=== Documento de origem ===

Sexto episódio da nova série "Atlanticando-me" do nosso camarada Tony Borié (ex-1.º Cabo Operador Cripto do CMD AGR 16, Mansoa, 1964/66).
Às armas, às armas,
contra os canhões, lutar... lutar!
Olá companheiros.
Novo ano, oxalá continuemos juntos, pelo menos até às
novas Festas de fim de Ano e, já agora com saúde e
alegria, no meio de todas estas “modernices”. Se tiveram
pachorra, leram a história do Nico, que era Eurico, talvez
seja igual a dezenas de “Manéis, Antónios, Josés e Joões,
que deixaram o seu país, na esperança de uma vida mais
confortável, ou talvez só para ver novos continentes,
novos costumes ou novas pessoas.
Não queremos falar
no novo título, que dá pelo nome de “Atlanticando-me”,
que até nós temos dificuldade em pronunciá-lo, como
quase todos já sabem o nosso preferido era “A Pedra
da...”, mas esse potencial título já tem dono... o Hélder
não o larga, e faz muito bem, pois é muito original e dá
“pano para mangas”!.
Voltamos à guerra, às armas de fogo, à Guiné, a Mansoa,
onde havia uma comunidade de
militares, civis e talvez alguns guerrilheiros onde, para os mais
velhos, não era necessário ter divisas, davam ordens
aos mais novos, era a regra, era a origem das coisas,
cumpria-se e, só depois de cumprir, se “refilava”. O nosso
sargento da messe, que na altura devia andar pelos trinta
e tais, para nós parecia um “velho”, hoje lembramo-nos
que podia ser nosso neto, mas adiante, frequentemente
ordenava-me mais ou menos isto:
- Olha, vê se me limpas e oleias a pistola e a G3, porque
qualquer dia isto já não dispara.
Nós não estávamos muito familiarizados com armas de
fogo, contudo pedíamos ao furriel do pelotão de
morteiros, aquele que andava sempre a fumar um cigarro
feito à mão, que pertencia ao nosso grupo de “fumadores
e bebedores”, que ajudou a construir um cabanal, onde
havia uma mesa feita de barris de vinho vazios, onde
limpavam e davam manutenção ao equipamento de
combate, que depois de limpo andava
por ali a dar tiros, aos pássaros da bolanha ou a qualquer
outra coisa que mexesse e, ainda hoje não sabemos se
esses tiros eram dados para passar a mensagem de que
se estava vivo e se andava por ali, ou se eram tiros de raiva contra
o sistema que nos mandou para África.
Tudo isto bem a propósito de que o nosso Presidente
Obama, limpar algumas lágrimas em frente a um canal
de televisão, lamentando tantos tiros que por aqui são
dados, onde morrem adultos e crianças inocentes, as
suas lágrimas também são nossas, juntamo-nos a ele
nesta luta para acabar com a venda de armas de fogo a
qualquer um que as queira comprar, sem haver uma
identificação rigorosa, seguida de um treino em
estabelecimento apropriado, que devia durar o tempo
suficiente para que no final o instruendo pudesse ser
avaliado por um júri qualificado.

===

Tarefa:
Dê continuidade ao relato de memórias sobre Mansoa e as armas de fogo, redigindo o trecho seguinte a partir da última frase apresentada.

=== Material fornecido ===

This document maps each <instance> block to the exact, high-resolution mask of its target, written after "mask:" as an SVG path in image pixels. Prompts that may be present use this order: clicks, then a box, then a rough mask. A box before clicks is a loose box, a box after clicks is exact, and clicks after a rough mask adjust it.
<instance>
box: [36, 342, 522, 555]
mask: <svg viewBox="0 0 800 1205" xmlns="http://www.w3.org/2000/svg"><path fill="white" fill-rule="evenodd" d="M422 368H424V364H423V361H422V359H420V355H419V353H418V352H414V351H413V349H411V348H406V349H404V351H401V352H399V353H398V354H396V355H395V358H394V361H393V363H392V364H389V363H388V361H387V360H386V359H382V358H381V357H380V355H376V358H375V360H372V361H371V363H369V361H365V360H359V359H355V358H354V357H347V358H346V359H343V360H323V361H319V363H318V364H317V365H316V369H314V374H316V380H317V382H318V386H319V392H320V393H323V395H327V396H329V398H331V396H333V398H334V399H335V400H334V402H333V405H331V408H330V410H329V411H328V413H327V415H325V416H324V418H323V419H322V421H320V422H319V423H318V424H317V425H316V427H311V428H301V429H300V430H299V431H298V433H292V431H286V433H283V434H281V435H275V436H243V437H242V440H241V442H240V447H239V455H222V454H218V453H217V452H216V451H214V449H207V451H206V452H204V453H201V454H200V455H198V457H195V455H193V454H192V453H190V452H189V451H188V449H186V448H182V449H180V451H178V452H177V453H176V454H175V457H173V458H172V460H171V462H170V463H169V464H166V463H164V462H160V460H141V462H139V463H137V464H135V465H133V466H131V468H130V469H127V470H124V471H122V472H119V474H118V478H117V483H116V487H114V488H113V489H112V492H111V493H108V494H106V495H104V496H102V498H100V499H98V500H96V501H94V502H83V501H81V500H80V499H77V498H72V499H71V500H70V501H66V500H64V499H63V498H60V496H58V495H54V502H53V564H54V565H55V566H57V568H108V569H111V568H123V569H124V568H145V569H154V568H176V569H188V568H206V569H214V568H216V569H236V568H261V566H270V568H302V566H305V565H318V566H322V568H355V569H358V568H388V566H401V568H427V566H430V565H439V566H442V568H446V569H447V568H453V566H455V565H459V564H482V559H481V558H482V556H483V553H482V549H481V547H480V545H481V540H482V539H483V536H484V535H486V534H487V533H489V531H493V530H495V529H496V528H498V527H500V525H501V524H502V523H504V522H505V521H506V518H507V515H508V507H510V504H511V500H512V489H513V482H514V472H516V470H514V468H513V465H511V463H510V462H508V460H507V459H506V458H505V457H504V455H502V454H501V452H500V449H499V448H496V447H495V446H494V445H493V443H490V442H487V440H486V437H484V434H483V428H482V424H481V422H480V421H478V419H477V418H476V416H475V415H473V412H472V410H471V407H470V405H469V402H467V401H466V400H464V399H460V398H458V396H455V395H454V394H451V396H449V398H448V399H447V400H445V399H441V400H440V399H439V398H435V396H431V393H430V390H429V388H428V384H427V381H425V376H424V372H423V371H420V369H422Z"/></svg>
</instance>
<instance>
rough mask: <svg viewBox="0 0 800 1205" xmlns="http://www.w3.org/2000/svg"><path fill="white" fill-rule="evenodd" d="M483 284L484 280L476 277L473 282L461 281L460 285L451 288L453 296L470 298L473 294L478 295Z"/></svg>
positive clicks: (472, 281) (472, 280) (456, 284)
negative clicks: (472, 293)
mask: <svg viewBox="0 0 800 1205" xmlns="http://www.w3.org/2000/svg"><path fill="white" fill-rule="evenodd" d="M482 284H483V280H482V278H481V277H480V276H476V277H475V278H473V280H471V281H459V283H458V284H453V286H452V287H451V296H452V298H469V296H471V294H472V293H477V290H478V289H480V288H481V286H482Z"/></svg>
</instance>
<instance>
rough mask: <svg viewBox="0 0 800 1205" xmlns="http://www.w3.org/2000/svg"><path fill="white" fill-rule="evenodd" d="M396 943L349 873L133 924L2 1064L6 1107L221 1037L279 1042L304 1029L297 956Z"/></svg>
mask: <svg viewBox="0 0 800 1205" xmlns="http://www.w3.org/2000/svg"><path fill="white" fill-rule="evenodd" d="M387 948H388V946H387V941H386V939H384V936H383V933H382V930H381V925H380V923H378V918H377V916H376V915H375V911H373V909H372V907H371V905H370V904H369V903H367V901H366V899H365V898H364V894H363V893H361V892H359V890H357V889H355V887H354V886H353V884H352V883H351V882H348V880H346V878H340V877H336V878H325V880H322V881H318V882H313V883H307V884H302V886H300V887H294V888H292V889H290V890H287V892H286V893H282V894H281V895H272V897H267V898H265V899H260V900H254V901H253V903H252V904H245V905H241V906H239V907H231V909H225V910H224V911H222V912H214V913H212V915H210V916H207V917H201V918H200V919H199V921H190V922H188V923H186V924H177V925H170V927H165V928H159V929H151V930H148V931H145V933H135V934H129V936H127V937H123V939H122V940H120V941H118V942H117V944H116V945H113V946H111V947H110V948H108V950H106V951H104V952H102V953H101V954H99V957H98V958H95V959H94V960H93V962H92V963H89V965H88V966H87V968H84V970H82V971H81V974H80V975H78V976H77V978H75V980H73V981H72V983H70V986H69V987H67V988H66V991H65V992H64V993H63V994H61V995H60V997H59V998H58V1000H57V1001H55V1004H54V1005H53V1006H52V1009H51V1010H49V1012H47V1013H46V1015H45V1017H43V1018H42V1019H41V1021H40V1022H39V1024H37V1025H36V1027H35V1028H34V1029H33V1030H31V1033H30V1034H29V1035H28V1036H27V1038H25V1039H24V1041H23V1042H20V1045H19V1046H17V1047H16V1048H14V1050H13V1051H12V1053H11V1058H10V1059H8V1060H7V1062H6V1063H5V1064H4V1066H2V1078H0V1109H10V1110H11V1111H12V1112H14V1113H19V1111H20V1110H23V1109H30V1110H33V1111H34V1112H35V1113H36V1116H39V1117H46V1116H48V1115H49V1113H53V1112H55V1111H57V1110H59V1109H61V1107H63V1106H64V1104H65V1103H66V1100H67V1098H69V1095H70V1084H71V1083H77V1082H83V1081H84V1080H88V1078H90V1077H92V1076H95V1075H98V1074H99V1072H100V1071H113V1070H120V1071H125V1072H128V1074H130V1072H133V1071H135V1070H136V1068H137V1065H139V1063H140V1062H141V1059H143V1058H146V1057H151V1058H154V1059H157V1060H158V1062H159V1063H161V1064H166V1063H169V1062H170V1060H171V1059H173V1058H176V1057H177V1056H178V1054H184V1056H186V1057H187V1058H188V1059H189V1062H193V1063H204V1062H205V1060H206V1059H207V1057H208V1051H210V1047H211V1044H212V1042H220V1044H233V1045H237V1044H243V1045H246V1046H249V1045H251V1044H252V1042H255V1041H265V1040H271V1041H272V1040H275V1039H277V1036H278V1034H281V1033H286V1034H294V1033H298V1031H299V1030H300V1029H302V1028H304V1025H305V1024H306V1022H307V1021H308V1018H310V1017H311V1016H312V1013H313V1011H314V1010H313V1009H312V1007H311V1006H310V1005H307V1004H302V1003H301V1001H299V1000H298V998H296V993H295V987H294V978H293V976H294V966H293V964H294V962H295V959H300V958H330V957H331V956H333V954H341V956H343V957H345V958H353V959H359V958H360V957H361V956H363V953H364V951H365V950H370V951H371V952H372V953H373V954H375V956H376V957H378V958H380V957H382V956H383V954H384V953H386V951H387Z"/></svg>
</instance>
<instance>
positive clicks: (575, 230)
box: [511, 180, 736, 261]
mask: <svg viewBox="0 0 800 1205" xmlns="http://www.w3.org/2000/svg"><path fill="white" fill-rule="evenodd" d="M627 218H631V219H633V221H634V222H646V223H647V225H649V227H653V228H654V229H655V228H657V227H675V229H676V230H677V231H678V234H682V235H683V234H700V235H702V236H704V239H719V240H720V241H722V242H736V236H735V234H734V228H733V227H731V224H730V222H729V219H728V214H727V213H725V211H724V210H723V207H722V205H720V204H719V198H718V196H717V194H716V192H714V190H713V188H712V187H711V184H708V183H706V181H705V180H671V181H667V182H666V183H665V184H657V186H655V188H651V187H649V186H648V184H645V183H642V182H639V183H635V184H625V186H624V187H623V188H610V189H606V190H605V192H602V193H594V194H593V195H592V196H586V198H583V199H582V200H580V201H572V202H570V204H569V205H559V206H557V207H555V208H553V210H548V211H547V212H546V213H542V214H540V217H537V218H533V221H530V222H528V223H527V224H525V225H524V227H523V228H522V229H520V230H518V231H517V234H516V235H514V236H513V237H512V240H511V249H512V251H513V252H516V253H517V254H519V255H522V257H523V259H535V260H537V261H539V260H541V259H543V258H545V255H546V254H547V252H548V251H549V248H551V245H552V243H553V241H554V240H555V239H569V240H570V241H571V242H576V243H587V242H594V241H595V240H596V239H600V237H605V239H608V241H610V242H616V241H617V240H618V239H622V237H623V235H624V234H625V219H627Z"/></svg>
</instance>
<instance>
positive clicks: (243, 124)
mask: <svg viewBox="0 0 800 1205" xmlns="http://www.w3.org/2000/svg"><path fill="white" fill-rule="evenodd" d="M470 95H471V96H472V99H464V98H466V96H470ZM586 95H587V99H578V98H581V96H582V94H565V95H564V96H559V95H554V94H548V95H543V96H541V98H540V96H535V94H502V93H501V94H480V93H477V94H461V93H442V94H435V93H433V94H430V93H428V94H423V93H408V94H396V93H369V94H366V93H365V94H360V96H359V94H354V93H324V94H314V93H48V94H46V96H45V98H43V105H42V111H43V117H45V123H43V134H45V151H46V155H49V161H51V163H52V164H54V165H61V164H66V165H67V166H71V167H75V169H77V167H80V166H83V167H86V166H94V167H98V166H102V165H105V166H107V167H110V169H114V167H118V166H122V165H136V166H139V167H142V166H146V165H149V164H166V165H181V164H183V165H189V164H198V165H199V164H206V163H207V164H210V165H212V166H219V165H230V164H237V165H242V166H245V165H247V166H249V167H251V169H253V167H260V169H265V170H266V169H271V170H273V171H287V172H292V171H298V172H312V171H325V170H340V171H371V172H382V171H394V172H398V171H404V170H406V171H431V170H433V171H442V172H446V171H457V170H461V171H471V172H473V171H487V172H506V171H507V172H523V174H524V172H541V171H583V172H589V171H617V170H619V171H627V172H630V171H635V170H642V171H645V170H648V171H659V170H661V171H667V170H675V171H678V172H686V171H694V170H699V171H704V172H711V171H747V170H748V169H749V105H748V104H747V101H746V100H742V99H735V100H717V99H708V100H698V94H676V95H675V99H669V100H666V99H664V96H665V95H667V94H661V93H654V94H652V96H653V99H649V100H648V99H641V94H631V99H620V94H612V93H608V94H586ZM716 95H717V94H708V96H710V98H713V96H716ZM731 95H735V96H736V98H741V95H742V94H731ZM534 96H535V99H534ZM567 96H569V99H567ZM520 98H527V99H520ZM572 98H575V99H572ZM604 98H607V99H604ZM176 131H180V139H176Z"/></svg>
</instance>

===

Resposta:
Falámos com o nosso vizinho a respeito de armas de
fogo, ele, que por aqui vive há mais de dez anos, veio de
Nova Iorque com a esposa, andam pela nossa idade,
emocionado disse-nos mais ou menos estas palavras:
- Após meses de exame de consciência, decidimos
comprar um revólver, não foi uma decisão de ânimo leve,
pelo menos os nossos filhos tentaram dissuadir-nos,
mas depois do que vemos e ouvimos na televisão todos
os dias, com actos de violência em todo o lado, ficámos
com a sensação de que deveríamos fazer algo diferente,
não estamos dispostos a esperar que alguém nos
proteja, temos a sensação de que devemos ser nós a
assumir a nossa segurança. Também sabemos que não
somos os únicos a lutar com esta decisão, pois as lojas
de armas em todo o país estão a revelar um aumento nas
suas vendas, entendemos que é um facto triste que as
vendas de armas vão para cima depois de um qualquer
tiro ou ataque terrorista, mas uma coisa é certa, não
temos ilusões, pelo menos nós, que somos seres
humanos, portanto criaturas emocionais, vamos continuar
a ser boas pessoas e bons vizinhos, apesar de possuirmos
uma arma de fogo, contudo não vamos continuar a
ser um alvo fácil, vamos fazer como alguém já disse,
“quando tentarem roubar-te a vida, fala macio e mostra
um cajado dos grandes", pelo menos nós, não nos
queremos sentir num alvo fácil.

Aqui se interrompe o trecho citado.